■ **Your objective**
Below is some material; transcribe all of it exactly.

━━ Records shown

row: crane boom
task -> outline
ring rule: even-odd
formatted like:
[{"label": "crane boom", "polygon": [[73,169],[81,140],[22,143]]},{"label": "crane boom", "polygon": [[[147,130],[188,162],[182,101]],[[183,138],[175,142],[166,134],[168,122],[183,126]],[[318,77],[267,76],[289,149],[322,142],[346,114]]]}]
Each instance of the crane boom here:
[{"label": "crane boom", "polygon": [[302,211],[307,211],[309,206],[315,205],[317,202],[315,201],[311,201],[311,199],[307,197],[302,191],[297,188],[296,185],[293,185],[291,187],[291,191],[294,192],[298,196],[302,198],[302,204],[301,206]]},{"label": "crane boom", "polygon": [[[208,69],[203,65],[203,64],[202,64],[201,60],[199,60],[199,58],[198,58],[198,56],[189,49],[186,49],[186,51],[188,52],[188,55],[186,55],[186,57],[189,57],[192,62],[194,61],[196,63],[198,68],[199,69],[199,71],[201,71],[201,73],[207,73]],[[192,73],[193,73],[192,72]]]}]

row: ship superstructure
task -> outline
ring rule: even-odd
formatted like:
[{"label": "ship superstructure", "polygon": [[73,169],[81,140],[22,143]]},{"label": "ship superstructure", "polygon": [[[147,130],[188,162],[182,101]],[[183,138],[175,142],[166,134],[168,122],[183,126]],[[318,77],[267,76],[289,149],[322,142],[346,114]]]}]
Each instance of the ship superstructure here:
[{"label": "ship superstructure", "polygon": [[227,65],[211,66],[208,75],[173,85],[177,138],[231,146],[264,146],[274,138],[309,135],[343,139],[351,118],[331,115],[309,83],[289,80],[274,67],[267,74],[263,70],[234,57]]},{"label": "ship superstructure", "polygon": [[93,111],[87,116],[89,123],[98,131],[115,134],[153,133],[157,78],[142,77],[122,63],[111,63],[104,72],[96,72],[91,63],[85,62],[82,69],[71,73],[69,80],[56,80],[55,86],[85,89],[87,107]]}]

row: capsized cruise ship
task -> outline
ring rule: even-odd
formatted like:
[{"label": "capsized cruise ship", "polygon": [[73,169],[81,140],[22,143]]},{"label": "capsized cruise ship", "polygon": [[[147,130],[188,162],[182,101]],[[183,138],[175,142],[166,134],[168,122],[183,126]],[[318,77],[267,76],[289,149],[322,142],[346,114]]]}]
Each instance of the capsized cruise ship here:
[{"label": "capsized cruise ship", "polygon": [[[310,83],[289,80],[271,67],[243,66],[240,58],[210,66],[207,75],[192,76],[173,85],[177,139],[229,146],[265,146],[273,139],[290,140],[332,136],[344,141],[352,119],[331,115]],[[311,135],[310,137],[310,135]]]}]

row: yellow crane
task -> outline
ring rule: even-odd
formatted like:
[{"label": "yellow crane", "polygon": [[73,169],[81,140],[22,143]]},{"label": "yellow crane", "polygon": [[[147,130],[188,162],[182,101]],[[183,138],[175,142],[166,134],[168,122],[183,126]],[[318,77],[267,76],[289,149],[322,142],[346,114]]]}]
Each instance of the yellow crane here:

━━━━

■ **Exercise response**
row: crane boom
task -> outline
ring rule: even-odd
formatted like:
[{"label": "crane boom", "polygon": [[73,169],[81,140],[22,143]]},{"label": "crane boom", "polygon": [[[147,130],[188,162],[182,101]],[[183,138],[175,142],[166,134],[168,122],[183,126]],[[318,77],[267,76],[289,149],[322,142],[346,114]]]}]
Each instance of the crane boom here:
[{"label": "crane boom", "polygon": [[302,211],[307,211],[309,206],[315,205],[317,202],[315,201],[311,201],[311,199],[307,197],[302,191],[297,188],[296,185],[293,185],[291,187],[291,191],[294,192],[298,196],[302,198],[302,204],[301,206]]},{"label": "crane boom", "polygon": [[[208,69],[203,65],[203,64],[202,64],[201,60],[199,60],[199,58],[198,58],[198,56],[189,49],[186,49],[186,51],[188,52],[188,55],[186,55],[186,57],[189,57],[192,62],[194,61],[196,63],[198,68],[199,69],[199,71],[201,71],[201,73],[207,73]],[[192,73],[193,73],[192,72]]]}]

row: ship superstructure
task -> outline
ring rule: even-odd
formatted like:
[{"label": "ship superstructure", "polygon": [[73,169],[81,140],[22,143]]},{"label": "ship superstructure", "polygon": [[[147,130],[188,162],[182,101]],[[183,138],[175,142],[166,134],[168,122],[183,126]],[[318,77],[267,76],[289,149],[322,142],[346,114]]]}]
Each instance of the ship superstructure here:
[{"label": "ship superstructure", "polygon": [[227,65],[211,66],[208,75],[173,85],[177,138],[231,146],[264,146],[274,138],[309,135],[343,139],[351,118],[331,115],[309,83],[289,80],[274,67],[267,74],[263,70],[234,57]]},{"label": "ship superstructure", "polygon": [[93,111],[87,116],[89,123],[98,131],[115,134],[153,133],[157,78],[142,77],[122,63],[111,63],[104,72],[96,72],[91,63],[85,62],[82,69],[71,73],[69,80],[56,80],[55,86],[85,89],[87,107]]}]

row: capsized cruise ship
task -> outline
ring rule: even-odd
formatted like:
[{"label": "capsized cruise ship", "polygon": [[73,169],[81,140],[22,143]]},{"label": "capsized cruise ship", "polygon": [[[147,130],[188,162],[182,101]],[[183,138],[175,142],[166,134],[168,122],[183,126]],[[318,77],[267,76],[289,149],[322,142],[346,114]]]}]
Each instance of the capsized cruise ship here:
[{"label": "capsized cruise ship", "polygon": [[[310,83],[289,80],[271,67],[243,66],[240,58],[210,66],[207,75],[192,76],[173,85],[177,139],[229,146],[265,146],[273,139],[290,140],[332,136],[344,141],[352,119],[331,115]],[[311,135],[310,137],[310,135]]]}]

row: yellow crane
task -> outline
ring rule: even-odd
formatted like:
[{"label": "yellow crane", "polygon": [[73,169],[81,140],[22,143]]},{"label": "yellow crane", "polygon": [[[147,130],[188,162],[182,101]],[[183,138],[175,142],[166,134],[168,122],[183,126]],[[318,77],[267,76],[289,149],[322,142],[346,114]]]}]
Each instance of the yellow crane here:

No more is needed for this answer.